I'm sorry that I haven't given code of test at the beginning.

from scipy.sparse import coo_matrix
from sklearn.cluster import spectral_clustering

# affinity between nodes
row = [0, 0, 1, 2, 3, 3, 4]
col = [1, 2, 2, 3, 4, 5, 5]
val = [100, 100, 100, 1, 100, 100, 100]

coo = coo_matrix((val + val, (row + col, col + row)), shape=(6, 6))
print coo.todense()

labels = spectral_clustering(coo, n_clusters=2, n_components=1)
# clustering result, should be [0 0 0 1 1 1] or [1 1 1 0 0 0]
print labels

For the original spectral_clustering, the result is unstable, no matter how many components used.
After setting drop_first = True

labels = spectral_clustering(coo, n_clusters=2, n_components=1)

would always give the right answer. But n_components must be 1.

After weight eigenvectors according to their related eigenvalues, it works stably no matter how many components used. For example

labels = spectral_clustering(coo, n_clusters=2, n_components=4)

I use this as a test example because it's easy for us to figure out which result is reasonable.

…eigenvalues

sklearn-lgtm · 2018-03-06T11:19:52Z

This pull request introduces 2 alerts when merging 741ec13 into 2aba6e2 - view on lgtm.com

new alerts:

2 for Potentially uninitialized local variable

Comment posted by lgtm.com

sky88088 · 2018-03-06T11:48:59Z

Oh, it seems that I use rebase to update my PR and lost all the comments base on the last version……

I conclude the opnions in the lost discussion here.

The first eigenvector hurt the performance of clustering when the affinity matrix with no disconnected region. Maybe we should check the connectivity of the input matrix to decide whether to drop it.

I found that spectral embedding use a private function to check the connectivity of input.

scikit-learn/sklearn/manifold/spectral_embedding_.py

Lines 69 to 89 in 2aba6e2

    
           def _graph_is_connected(graph): 
        
               """ Return whether the graph is connected (True) or Not (False) 
        
               Parameters 
        
               ---------- 
        
               graph : array-like or sparse matrix, shape: (n_samples, n_samples)

**PROBLEM A:** Copy out everything in the spectral clustering discussion from "would always give" down to "spectral_clustering(coo, n_clusters=2, n_components=4)".
**PROBLEM B:** Extend the spectral clustering discussion past its last line.
The material after this point comes from a separate source.

**DATA SUPPLIED:**
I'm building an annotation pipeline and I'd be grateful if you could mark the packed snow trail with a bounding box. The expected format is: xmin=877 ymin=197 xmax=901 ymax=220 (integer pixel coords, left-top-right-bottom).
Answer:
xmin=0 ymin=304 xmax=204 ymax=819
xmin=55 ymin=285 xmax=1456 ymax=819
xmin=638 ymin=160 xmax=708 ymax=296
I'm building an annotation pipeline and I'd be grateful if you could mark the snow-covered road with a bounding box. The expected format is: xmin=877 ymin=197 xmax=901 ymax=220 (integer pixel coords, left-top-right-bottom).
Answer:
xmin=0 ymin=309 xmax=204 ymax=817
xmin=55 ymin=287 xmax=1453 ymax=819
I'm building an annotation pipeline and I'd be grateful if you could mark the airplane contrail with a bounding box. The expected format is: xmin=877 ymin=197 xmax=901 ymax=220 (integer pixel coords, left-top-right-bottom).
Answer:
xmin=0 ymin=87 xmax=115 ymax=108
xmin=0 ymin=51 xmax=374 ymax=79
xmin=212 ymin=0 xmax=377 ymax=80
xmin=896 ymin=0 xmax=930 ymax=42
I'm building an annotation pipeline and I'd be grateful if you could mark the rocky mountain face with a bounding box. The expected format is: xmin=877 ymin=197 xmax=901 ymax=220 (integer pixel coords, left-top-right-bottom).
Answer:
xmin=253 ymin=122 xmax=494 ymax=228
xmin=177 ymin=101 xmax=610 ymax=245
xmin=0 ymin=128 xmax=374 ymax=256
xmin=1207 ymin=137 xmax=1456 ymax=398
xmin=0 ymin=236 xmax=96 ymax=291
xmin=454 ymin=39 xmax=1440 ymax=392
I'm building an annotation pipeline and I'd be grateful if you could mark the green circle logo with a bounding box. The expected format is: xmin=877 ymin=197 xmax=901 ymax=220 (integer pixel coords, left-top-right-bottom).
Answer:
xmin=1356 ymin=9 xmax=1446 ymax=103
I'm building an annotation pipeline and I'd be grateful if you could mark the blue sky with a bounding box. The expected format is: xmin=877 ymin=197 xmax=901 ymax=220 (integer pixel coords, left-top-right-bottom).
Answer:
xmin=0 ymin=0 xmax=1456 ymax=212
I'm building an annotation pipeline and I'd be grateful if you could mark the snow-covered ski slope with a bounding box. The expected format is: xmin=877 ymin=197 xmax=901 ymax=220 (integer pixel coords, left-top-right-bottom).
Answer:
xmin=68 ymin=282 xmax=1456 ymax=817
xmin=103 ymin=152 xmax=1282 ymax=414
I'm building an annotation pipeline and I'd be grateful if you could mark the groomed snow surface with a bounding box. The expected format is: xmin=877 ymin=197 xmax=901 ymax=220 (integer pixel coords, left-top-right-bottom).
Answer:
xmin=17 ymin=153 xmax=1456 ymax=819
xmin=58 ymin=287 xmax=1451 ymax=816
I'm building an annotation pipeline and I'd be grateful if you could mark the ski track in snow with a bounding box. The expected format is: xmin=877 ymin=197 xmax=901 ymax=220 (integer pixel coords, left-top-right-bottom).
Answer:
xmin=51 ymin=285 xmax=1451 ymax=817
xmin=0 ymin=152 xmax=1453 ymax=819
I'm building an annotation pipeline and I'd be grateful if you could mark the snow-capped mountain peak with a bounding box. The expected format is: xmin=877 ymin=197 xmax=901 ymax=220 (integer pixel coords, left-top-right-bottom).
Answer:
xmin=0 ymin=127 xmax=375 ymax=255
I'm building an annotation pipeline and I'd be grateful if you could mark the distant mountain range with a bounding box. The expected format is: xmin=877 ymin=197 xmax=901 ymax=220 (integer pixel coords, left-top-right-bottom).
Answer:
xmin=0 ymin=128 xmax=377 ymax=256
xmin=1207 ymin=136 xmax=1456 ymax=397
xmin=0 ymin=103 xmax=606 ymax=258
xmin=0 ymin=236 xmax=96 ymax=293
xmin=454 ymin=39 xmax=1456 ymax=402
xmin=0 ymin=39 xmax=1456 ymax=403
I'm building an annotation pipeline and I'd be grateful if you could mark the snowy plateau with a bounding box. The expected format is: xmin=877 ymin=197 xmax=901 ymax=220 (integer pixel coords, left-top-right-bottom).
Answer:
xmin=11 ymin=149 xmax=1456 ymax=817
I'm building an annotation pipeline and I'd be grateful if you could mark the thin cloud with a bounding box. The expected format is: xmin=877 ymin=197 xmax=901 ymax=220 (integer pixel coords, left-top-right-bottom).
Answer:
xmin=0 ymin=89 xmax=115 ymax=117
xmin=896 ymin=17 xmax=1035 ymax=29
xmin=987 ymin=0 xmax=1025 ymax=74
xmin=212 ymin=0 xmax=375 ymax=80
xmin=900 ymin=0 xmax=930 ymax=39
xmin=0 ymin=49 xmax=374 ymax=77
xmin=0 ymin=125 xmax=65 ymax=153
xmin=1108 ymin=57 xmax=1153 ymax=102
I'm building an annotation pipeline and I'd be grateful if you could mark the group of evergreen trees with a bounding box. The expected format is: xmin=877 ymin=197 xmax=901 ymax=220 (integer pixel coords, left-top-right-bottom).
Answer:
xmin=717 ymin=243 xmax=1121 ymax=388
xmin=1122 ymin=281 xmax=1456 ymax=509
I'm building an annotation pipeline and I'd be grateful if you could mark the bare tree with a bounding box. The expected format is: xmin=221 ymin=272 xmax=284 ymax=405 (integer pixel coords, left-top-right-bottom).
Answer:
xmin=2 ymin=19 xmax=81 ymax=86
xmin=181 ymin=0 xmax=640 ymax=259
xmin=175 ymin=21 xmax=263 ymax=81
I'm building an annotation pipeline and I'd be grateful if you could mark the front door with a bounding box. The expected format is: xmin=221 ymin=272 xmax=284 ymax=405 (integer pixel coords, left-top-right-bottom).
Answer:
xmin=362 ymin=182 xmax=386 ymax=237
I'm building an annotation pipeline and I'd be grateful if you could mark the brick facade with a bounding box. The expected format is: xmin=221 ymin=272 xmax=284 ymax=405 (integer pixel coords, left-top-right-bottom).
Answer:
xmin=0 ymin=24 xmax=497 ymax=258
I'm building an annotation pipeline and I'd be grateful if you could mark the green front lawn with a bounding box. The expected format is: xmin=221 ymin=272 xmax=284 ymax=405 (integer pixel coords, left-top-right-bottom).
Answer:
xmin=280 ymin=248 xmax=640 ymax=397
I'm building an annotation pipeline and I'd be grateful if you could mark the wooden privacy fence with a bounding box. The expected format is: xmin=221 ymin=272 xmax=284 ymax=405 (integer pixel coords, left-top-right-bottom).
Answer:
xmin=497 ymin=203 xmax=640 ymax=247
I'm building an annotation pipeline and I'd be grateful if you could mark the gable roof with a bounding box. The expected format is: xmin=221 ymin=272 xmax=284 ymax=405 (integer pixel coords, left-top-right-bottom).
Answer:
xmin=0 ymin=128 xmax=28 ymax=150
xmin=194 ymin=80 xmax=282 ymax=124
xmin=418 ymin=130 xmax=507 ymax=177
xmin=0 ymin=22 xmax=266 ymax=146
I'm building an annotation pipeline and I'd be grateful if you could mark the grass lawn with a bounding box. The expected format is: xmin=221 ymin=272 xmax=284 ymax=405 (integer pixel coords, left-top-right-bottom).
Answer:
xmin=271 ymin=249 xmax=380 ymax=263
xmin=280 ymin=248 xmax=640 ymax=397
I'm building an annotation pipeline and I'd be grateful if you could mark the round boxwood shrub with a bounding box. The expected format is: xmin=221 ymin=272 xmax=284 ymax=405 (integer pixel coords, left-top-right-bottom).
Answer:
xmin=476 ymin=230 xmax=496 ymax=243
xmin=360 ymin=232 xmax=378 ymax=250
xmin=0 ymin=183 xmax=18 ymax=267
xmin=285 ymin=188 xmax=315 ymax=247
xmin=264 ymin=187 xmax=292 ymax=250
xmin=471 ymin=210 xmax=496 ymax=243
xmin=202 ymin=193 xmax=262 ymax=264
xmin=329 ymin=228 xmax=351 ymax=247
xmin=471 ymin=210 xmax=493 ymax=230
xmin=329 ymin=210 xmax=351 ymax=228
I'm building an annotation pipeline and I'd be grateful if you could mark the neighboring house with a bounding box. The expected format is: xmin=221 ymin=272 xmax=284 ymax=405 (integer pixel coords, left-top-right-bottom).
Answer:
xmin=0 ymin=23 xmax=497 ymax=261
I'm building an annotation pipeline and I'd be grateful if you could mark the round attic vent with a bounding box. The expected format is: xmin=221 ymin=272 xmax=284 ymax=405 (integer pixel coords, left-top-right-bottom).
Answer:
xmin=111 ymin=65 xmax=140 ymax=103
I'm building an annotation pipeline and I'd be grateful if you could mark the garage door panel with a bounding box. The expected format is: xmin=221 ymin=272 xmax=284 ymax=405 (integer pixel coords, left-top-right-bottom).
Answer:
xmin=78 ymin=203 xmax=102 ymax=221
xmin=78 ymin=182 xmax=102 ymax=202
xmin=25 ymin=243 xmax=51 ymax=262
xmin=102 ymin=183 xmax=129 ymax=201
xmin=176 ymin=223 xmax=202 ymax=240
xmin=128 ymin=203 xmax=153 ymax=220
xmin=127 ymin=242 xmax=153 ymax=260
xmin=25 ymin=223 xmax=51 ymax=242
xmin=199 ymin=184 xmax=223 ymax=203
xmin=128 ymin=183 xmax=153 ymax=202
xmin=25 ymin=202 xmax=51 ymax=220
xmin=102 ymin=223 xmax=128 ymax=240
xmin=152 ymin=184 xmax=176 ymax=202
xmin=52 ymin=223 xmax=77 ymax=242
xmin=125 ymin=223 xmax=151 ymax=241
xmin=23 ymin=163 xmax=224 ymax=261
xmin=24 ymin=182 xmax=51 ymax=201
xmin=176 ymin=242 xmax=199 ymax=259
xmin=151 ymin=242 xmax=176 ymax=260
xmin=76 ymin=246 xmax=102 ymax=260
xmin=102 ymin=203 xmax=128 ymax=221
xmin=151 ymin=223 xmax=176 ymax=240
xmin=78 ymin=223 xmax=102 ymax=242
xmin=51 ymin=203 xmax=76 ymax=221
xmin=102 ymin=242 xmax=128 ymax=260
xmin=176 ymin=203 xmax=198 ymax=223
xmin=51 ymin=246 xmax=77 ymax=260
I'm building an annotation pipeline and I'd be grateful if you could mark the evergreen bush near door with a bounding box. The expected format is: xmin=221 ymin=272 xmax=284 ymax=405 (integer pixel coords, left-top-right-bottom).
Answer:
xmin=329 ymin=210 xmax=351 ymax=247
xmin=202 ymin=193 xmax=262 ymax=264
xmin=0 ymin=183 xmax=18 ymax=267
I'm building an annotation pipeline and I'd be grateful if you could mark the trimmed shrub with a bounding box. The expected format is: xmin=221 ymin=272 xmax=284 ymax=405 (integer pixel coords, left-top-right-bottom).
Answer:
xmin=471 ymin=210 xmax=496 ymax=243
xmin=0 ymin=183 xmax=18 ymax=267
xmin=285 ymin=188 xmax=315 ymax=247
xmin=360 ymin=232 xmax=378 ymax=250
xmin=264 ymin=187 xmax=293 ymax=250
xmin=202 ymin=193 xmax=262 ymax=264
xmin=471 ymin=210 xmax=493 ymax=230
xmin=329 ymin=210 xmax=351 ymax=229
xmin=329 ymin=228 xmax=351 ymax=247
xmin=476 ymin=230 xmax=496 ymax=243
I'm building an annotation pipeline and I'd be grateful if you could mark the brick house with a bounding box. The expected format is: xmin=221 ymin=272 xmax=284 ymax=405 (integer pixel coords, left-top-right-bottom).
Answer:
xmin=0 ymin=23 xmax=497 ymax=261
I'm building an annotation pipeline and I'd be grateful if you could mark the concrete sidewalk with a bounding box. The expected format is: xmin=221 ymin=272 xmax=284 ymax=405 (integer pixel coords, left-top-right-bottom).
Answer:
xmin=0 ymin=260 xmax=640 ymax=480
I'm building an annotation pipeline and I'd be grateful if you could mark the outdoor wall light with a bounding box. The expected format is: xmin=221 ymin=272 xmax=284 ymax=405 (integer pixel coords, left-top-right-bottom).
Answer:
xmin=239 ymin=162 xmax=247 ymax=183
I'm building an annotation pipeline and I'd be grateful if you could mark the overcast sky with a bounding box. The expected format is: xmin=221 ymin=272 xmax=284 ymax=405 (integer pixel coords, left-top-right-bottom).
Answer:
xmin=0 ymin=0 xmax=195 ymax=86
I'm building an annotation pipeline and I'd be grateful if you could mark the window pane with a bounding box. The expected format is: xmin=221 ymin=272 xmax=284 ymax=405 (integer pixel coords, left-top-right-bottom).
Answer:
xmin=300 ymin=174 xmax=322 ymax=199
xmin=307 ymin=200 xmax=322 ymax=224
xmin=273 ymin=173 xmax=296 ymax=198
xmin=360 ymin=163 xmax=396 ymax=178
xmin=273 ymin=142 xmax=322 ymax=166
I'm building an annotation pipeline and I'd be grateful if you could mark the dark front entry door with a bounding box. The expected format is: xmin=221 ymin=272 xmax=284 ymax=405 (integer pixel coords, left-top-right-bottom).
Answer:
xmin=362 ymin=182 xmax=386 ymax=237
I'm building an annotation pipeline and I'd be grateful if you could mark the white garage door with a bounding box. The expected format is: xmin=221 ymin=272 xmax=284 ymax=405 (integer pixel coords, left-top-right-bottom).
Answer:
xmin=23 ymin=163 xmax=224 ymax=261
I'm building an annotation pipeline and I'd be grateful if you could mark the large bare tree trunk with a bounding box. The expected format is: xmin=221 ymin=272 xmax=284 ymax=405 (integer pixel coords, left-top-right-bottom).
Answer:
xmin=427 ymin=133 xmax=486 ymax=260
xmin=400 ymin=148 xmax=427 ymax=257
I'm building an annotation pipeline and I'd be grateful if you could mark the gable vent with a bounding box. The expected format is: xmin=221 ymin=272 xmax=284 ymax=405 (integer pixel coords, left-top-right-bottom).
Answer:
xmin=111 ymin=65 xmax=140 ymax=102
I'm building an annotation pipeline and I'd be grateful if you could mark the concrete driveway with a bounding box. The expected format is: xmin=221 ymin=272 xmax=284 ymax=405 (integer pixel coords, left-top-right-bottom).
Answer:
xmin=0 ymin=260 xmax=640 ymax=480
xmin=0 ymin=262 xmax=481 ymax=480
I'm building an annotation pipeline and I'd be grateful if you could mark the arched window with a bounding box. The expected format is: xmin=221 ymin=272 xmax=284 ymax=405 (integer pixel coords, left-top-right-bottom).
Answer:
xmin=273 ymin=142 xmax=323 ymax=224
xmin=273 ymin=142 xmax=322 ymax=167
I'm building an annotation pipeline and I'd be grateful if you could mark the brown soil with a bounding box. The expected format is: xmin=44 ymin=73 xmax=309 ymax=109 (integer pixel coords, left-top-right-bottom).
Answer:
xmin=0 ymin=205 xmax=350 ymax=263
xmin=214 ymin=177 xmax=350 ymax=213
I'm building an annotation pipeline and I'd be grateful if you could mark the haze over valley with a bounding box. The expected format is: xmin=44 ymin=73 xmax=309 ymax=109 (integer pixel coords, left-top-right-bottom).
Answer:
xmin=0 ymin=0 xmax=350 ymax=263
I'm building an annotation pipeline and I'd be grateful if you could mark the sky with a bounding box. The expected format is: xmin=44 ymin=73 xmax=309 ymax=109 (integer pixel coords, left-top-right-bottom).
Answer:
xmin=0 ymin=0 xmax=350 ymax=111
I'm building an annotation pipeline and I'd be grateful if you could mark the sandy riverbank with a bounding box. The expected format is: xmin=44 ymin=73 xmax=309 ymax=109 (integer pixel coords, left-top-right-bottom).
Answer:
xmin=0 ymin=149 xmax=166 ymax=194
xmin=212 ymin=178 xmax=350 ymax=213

**TASK RESPONSE A:**
would always give the right answer. But n_components must be 1.

After weight eigenvectors according to their related eigenvalues, it works stably no matter how many components used. For example

labels = spectral_clustering(coo, n_clusters=2, n_components=4)

**TASK RESPONSE B:**
        
                   adjacency matrix of the graph, non-zero weight means an edge 
        
                   between the nodes 
        
               Returns 
        
               ------- 
        
               is_connected : bool 
        
                   True means the graph is fully connected and False means not 
        
               """ 
        
               if sparse.isspmatrix(graph): 
        
                   # sparse graph, find all the connected components 
        
                   n_connected_components, _ = connected_components(graph) 
        
                   return n_connected_components == 1 
        
               else: 
        
                   # dense graph, find all connected components start from node 0 
        
                   return _graph_connected_component(graph, 0).sum() == graph.shape[0]

I'm wondering if sklearn has a public method to do this task or if this private function could be moved to some utils modules.

The idea of weighting eigenvectors is inspired by the gaussian network model(https://en.wikipedia.org/wiki/Gaussian_network_model), which is almost the same as spectral embedding. I add a new parameter to spectral clustering to decide whether to use weight for the sake of compatibility.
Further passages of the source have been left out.